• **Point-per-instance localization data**
------------------------

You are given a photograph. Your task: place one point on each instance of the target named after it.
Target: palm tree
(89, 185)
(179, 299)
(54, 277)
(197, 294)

------------------------

• **PROBLEM DETAILS**
Write out the records in full, exactly as they appear above.

• **WRITTEN REPLY**
You are given a photograph. Your task: place one point on each instance of the target named after it.
Target: palm tree
(89, 185)
(179, 299)
(54, 277)
(197, 294)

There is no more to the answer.